▸ **Selected extract**
Polly Toynbee says, "NICE is one of Labour's best inventions". Proof if ever it was needed that NICE has to go. It is is a truth self-evident to all Guardian readers that whatever Polly Toynbee says is automatically antithetical to all right-thinking people. When Polly pontificates we know what side to take.
I don't suppose Polly has ever sat in on a NICE appraisal so as usual she is talking about something of which she has only theoretical knowledge. I have sat in as an expert witness on five occasions. On almost all occasions NICE has got it wrong at first, though sometimes they have managed to correct their view on appeal.
There are several things wrong with the way NICE goes about their work. First: certain members (though not all) of their committees have an extreme prejudice against pharmaceutical companies. They naturally assume that the company is dishonest. I have even seen committee members accuse expert witnesses of being in the pay of Big Pharma and being made to withdraw the assertion under the threat of legal action.
Second: the choice of their own 'expert witnesses' is sometimes bizarre - eschewing people who have researched and written about the problem in favour of local generalists who have no reputation in the field.

Records from a collection:
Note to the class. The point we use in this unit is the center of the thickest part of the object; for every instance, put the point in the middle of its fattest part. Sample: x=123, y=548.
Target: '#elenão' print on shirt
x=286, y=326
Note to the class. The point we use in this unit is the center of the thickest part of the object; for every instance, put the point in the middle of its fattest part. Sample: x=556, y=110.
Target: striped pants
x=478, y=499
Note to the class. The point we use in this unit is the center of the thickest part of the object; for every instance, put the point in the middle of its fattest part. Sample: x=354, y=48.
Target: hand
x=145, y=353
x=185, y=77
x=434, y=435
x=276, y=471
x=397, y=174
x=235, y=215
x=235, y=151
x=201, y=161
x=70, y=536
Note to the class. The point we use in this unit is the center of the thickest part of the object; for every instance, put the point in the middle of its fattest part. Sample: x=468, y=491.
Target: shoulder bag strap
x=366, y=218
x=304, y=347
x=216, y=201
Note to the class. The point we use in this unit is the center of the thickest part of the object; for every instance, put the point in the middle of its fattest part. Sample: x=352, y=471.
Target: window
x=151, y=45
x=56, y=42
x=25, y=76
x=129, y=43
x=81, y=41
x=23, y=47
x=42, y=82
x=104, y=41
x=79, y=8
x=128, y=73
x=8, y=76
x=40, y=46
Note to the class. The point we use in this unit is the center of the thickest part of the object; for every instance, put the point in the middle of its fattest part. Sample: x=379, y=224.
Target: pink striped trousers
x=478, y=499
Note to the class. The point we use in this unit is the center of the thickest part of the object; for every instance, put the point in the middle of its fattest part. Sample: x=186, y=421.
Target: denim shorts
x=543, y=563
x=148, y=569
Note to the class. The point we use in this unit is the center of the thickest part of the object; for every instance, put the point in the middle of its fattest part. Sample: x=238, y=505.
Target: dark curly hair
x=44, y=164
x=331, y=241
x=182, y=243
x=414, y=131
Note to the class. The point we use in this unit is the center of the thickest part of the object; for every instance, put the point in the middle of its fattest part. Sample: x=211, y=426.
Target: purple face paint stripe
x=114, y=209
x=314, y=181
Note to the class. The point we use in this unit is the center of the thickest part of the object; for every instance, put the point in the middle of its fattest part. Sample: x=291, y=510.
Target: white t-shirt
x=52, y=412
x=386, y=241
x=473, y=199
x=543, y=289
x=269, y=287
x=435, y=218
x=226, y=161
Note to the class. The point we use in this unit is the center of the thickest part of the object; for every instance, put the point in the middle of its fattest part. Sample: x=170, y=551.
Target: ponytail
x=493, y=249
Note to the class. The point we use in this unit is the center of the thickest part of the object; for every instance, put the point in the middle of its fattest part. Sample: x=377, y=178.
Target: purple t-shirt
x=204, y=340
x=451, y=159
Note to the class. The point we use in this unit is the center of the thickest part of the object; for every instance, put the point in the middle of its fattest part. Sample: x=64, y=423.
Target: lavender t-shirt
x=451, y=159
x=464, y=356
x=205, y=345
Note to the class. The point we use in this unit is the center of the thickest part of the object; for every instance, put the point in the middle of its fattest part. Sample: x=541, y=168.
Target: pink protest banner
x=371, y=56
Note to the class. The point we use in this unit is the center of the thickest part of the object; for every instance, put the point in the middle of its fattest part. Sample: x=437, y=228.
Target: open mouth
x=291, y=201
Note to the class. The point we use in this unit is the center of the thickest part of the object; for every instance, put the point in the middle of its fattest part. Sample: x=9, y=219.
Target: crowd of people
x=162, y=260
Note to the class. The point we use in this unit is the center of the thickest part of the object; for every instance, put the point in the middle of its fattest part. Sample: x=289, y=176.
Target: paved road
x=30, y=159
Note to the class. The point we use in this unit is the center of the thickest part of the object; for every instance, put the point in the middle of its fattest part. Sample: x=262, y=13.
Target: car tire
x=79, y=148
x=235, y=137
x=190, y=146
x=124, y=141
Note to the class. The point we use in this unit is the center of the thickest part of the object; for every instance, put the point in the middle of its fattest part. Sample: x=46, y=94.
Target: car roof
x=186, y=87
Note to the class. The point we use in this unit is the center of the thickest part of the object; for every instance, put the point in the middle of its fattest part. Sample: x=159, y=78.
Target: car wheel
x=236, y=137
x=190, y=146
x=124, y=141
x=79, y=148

▸ **What you will do**
A. Answer these questions from the opinion piece on NICE:
(i) On how many occasions has the writer sat in as an expert witness?
(ii) What do certain committee members naturally assume about the company?
(iii) Who does NICE sometimes choose as its own expert witnesses in place of people who have researched and written about the problem?
B. In a sentence or two, explain why the opinion piece on NICE calls NICE's choice of its own expert witnesses "sometimes bizarre".
C. Translate this sentence from the opinion piece on NICE into Spanish: "On almost all occasions NICE has got it wrong at first, though sometimes they have managed to correct their view on appeal."

▸ **Results for each task**
A.
(i) Five.
(ii) That the company is dishonest.
(iii) Local generalists who have no reputation in the field.

B. NICE sometimes passes over people who have researched and written about the problem. It picks local generalists who have no reputation in the field instead.

C. En casi todas las ocasiones, NICE se ha equivocado al principio, aunque a veces ha logrado corregir su postura en la apelación.